Despite remaining a hotbed for the virus, Delhi further relaxed its lockdown this, demanding 78 percent of the working population to return to work. Because a typical 9-to-5 worker will start his day with a cup of chai, pick up biryani for lunch (washing it down with another cup of chai), and end the day with a bowl of juicy momos made by his neighborhood momowala, this has meant business has started to pick back up, ever-so-slowly, for street food vendors — albeit a little differently.
Some street food vendors have been considering offering their menus through third-party online ordering apps. Working with delivery apps means street vendors are assured business, with no limits on capacity, and provided the systems needed for handling digital, cashless purchases. Simple, small assurances (but assurances nonetheless) that those in the unorganized sector, which makes up 93 percent of India’s workforce, have long lacked.
It’s not a completely stress-free transition. Saim Qureshi, owner of the family-run food joint Kashmiri Kebab Point, is one of the few vendors who’s made the tough decision to offer his menu through an app, despite surmounting fees. “Customers prefer online orders now,” Qureshi sighed.
Kanpur-based media professional Bilal Sheikh is one of these customers. Since returning to work, he’s resumed his daily patronage of his favorite biryani vendor; only now, he places his lunch order for delivery through an online app.
Sapra insists that the long-term future of street food will ultimately depend on the creation of a representative body — one that can advocate for protections for vendors, enforcement of sanitary and social distancing guidelines, and the adoption of cashless systems. Only then might customers feel comfortable eating out again. Until then, the culture surrounding street food remains a distant memory.

WORK REQUEST:
Return the street food text word for word, everything from "Some street food" down to "have long lacked.".

DATASET ENTRIES:
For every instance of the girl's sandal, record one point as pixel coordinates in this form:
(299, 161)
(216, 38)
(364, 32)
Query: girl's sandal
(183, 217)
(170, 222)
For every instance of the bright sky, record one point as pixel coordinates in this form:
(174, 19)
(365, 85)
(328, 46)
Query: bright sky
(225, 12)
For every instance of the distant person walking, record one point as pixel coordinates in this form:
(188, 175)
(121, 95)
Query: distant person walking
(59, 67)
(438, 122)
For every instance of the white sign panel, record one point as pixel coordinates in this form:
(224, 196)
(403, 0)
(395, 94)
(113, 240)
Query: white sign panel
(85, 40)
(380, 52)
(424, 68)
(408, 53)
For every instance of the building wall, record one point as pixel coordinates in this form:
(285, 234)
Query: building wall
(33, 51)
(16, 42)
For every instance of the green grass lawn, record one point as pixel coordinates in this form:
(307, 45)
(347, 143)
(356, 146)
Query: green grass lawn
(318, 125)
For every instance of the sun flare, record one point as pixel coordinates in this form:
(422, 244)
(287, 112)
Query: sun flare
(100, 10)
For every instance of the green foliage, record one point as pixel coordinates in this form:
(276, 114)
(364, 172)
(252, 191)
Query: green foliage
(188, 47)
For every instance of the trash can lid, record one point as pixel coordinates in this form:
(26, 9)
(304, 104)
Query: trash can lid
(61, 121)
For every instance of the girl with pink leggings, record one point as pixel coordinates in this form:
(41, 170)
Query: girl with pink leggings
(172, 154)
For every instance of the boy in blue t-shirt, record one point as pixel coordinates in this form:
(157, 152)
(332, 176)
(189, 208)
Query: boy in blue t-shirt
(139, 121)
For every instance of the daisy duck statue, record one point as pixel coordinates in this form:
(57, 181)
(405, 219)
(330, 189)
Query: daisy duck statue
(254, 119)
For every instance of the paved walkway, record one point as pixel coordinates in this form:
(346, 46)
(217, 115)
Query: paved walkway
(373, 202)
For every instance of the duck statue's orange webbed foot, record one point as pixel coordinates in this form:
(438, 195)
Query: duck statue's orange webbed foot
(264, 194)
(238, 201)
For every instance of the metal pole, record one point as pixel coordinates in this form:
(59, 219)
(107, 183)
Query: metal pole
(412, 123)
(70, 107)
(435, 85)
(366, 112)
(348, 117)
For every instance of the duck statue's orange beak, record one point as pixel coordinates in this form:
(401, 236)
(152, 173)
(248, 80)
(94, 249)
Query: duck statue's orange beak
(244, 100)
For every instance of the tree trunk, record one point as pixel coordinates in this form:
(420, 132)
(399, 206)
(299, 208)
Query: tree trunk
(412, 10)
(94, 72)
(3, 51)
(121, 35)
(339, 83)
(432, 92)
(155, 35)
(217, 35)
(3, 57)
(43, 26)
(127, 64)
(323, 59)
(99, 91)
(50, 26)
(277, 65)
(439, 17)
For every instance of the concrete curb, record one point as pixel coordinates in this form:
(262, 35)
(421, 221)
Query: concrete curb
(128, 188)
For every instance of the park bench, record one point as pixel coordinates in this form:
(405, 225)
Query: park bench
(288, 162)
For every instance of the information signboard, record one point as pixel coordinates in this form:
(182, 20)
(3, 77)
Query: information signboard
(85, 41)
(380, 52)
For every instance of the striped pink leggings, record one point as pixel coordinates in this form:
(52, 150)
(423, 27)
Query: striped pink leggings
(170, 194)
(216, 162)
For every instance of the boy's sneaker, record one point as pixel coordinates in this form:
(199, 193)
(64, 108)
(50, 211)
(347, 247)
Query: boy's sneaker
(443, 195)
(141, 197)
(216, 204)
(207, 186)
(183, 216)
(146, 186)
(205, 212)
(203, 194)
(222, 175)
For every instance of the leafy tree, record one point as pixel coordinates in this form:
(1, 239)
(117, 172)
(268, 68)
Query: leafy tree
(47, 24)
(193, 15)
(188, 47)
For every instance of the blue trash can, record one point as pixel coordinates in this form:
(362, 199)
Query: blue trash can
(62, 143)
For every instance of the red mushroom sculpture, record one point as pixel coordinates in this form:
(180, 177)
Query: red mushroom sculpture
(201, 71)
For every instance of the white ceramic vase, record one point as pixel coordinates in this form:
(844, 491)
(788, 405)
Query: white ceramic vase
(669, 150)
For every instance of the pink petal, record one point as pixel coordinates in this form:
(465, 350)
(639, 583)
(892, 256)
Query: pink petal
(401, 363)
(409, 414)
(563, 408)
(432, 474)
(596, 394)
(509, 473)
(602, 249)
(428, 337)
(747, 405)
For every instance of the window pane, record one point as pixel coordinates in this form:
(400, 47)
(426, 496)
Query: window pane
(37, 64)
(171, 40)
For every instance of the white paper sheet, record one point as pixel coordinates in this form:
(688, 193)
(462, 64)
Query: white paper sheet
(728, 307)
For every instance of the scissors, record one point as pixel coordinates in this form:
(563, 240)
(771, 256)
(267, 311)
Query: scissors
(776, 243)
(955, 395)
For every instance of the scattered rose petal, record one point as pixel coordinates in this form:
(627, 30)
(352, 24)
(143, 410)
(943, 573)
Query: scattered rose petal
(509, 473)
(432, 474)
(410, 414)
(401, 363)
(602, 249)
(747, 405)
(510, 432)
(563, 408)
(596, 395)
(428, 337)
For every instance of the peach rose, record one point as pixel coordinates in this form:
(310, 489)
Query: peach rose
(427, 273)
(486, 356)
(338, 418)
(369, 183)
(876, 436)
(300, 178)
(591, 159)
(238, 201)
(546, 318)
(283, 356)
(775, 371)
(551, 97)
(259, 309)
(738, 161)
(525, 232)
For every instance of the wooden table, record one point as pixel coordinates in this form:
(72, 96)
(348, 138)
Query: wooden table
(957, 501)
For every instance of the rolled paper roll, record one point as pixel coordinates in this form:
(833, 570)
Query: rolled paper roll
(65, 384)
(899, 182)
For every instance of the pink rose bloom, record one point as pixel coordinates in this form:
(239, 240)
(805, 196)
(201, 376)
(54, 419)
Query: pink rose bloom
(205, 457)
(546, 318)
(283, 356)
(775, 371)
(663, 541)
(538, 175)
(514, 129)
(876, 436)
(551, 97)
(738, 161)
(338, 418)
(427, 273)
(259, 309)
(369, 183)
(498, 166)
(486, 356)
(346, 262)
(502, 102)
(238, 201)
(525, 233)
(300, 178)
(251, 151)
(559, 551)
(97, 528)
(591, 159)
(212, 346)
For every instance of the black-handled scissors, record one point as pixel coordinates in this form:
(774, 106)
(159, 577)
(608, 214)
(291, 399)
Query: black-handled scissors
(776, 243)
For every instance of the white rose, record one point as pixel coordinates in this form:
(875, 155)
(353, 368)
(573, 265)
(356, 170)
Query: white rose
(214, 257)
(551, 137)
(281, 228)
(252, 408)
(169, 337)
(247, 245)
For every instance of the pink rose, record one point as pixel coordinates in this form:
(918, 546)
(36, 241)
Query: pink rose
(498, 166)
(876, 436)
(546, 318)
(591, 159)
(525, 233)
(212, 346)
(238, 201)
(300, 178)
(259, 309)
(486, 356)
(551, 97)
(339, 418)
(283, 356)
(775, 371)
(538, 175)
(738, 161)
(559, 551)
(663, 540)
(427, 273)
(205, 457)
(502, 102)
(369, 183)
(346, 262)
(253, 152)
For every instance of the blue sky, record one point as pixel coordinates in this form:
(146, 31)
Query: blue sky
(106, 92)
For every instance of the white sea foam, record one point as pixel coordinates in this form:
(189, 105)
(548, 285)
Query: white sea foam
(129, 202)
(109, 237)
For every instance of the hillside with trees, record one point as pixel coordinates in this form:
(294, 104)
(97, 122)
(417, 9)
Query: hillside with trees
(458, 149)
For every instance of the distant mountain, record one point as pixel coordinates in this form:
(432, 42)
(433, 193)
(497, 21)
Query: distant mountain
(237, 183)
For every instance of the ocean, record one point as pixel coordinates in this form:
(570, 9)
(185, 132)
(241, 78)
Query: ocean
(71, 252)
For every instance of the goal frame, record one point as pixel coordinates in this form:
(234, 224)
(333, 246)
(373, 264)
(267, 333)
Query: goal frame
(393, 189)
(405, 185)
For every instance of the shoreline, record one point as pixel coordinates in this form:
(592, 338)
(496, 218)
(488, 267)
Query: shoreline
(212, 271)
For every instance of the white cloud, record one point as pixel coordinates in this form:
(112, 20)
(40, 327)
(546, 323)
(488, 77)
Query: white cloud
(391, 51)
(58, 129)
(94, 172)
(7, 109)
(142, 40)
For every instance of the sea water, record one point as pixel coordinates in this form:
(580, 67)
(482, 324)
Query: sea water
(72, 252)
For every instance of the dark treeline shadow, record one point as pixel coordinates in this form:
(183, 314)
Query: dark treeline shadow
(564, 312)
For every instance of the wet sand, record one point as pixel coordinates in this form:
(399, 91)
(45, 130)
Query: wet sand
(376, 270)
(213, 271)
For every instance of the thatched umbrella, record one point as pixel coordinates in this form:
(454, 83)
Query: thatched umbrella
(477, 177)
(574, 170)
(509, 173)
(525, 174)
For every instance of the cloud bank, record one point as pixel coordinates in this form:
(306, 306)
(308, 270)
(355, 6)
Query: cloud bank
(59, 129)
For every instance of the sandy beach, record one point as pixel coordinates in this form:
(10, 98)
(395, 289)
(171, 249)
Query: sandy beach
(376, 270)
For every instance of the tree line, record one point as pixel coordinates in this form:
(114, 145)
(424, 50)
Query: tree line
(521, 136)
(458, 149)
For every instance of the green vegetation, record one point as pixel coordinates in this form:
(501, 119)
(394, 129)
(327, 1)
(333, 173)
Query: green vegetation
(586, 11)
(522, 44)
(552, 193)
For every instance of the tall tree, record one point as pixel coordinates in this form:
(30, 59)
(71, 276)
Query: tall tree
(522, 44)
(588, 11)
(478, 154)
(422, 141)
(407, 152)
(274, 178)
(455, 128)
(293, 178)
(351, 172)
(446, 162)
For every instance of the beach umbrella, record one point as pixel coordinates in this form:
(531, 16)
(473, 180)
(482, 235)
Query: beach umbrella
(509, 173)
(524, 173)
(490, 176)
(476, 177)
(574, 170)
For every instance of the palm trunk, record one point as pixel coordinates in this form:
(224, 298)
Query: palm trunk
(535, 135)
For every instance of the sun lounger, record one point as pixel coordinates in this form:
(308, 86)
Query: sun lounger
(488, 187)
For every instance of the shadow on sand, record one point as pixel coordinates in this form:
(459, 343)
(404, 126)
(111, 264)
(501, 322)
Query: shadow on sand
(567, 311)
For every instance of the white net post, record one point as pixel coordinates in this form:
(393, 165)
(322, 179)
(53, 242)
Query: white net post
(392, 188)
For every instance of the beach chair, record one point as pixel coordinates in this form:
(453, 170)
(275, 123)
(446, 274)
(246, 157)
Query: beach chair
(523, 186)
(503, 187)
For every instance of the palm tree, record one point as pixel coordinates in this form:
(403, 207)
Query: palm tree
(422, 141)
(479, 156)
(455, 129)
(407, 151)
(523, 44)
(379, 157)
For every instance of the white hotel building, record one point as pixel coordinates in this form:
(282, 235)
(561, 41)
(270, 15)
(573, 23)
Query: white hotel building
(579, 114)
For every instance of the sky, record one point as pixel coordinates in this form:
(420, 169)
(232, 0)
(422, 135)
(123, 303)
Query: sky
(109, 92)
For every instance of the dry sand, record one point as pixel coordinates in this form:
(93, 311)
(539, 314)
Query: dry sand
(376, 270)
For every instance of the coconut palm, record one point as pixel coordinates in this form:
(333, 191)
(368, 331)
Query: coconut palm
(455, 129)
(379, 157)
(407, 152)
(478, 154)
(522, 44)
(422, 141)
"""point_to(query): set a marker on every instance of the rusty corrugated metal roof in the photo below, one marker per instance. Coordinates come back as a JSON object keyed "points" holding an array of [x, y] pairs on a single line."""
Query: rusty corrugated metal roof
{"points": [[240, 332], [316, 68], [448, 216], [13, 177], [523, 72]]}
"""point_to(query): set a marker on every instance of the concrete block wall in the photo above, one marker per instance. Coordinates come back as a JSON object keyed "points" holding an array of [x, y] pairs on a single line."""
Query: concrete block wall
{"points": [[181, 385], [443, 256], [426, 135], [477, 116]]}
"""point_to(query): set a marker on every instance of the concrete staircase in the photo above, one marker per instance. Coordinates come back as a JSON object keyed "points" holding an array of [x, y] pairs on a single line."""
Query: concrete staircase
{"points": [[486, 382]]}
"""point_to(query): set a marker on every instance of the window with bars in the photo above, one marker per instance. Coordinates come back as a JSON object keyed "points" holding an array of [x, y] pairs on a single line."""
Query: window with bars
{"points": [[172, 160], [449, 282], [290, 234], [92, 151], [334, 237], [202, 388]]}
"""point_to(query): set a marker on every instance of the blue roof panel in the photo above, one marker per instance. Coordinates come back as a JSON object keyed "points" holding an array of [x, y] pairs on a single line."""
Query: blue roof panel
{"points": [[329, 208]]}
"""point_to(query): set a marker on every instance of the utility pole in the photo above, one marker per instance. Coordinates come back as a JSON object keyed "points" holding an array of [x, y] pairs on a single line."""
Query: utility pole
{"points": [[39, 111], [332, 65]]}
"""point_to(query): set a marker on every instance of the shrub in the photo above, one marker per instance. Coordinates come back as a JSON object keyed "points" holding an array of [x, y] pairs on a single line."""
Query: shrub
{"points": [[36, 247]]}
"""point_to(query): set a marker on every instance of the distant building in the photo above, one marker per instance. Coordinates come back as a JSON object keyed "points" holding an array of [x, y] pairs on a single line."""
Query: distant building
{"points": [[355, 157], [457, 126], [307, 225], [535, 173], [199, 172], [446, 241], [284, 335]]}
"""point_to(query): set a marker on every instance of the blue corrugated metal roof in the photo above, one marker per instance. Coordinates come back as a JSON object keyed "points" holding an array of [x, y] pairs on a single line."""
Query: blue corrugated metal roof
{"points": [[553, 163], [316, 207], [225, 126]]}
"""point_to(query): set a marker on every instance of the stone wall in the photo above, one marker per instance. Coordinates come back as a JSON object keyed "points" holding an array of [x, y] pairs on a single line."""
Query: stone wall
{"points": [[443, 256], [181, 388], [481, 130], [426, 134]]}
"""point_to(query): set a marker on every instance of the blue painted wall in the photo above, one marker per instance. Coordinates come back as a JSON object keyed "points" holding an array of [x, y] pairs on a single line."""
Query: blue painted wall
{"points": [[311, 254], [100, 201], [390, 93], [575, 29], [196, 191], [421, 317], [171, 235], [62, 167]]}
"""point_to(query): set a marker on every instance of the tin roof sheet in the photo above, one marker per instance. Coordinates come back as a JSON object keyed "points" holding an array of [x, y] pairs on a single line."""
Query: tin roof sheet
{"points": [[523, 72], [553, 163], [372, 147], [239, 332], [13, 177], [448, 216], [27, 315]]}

REPLY:
Some street food vendors have been considering offering their menus through third-party online ordering apps. Working with delivery apps means street vendors are assured business, with no limits on capacity, and provided the systems needed for handling digital, cashless purchases. Simple, small assurances (but assurances nonetheless) that those in the unorganized sector, which makes up 93 percent of India’s workforce, have long lacked.